→ **Work to be completed**: Find the word "blonde" in the data below and copy each line that holds it.

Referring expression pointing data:
════════════════

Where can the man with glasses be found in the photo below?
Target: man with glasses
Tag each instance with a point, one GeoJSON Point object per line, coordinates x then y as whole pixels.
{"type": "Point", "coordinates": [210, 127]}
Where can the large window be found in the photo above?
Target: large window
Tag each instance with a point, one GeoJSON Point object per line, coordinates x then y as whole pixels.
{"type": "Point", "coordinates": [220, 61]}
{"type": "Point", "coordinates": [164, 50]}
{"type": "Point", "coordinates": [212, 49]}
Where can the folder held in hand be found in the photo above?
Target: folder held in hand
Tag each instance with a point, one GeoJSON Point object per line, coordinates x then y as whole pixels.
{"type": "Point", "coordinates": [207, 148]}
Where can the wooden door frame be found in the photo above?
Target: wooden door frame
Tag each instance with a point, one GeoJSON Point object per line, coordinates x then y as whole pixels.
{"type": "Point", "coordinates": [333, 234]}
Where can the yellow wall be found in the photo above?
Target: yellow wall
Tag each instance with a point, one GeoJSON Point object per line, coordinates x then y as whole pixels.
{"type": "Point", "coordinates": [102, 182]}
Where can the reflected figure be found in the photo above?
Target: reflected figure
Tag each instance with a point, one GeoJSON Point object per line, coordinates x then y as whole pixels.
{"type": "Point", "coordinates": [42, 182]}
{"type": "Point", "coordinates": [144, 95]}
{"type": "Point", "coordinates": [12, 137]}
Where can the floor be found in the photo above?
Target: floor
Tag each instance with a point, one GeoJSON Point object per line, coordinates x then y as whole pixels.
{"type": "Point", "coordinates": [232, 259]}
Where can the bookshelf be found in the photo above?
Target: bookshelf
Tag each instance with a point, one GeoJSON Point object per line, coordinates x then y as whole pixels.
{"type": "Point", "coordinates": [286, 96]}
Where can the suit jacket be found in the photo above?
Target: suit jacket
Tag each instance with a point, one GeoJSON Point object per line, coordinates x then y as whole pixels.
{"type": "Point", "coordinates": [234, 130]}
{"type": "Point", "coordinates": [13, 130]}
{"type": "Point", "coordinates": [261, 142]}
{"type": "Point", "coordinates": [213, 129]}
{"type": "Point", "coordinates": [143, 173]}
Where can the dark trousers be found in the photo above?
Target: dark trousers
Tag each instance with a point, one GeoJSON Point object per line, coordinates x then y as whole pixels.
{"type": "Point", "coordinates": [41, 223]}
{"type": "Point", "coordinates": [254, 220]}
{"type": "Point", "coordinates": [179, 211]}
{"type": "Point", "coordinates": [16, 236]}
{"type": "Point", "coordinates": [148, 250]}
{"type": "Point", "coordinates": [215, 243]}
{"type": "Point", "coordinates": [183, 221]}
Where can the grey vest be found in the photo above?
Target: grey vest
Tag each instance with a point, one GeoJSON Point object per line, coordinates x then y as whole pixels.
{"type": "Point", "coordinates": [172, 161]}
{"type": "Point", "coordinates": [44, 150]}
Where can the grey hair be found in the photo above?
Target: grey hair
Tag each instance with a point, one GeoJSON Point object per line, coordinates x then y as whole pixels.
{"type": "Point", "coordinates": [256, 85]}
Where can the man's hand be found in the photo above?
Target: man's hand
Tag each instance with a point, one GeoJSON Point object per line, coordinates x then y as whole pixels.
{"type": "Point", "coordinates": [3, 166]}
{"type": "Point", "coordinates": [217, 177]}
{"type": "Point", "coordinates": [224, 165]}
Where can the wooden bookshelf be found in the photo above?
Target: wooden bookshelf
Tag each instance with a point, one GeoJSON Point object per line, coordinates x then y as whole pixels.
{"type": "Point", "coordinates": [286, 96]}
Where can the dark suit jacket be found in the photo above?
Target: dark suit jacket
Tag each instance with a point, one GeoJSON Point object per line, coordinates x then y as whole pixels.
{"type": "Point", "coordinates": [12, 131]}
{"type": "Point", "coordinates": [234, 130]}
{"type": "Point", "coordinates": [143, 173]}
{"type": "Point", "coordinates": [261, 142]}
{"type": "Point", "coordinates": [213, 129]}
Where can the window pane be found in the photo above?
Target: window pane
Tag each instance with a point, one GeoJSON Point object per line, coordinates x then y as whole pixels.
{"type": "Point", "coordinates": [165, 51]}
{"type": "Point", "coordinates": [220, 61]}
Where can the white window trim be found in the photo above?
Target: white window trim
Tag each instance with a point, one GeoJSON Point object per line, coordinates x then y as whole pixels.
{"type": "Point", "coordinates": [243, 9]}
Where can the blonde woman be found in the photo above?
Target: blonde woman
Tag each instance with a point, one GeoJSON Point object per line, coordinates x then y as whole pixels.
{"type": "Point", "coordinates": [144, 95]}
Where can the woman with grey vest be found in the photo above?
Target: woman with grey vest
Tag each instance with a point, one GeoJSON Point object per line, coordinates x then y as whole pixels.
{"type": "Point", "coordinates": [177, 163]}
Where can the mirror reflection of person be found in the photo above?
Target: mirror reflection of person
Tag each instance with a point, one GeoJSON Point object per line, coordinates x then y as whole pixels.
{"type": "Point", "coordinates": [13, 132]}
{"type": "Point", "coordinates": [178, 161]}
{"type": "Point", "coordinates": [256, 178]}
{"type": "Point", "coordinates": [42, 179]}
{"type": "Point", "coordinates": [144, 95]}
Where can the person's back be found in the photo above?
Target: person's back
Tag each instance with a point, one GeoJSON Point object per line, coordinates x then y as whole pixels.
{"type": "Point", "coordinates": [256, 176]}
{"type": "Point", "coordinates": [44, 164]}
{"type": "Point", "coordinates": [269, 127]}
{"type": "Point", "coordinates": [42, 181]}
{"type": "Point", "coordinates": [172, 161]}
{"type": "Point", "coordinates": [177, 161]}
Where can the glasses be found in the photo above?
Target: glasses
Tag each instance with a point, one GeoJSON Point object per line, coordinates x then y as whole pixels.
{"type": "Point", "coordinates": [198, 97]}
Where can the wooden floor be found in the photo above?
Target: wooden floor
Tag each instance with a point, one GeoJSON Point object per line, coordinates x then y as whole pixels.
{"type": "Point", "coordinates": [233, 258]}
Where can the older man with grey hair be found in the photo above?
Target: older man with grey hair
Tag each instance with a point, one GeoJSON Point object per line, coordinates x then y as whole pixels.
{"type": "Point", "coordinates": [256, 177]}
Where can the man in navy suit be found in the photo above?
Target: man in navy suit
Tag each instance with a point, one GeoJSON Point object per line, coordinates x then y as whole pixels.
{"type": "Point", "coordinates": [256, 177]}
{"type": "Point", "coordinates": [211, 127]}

════════════════

→ **Exercise result**:
Where can the blonde woman be found in the photo above?
Target: blonde woman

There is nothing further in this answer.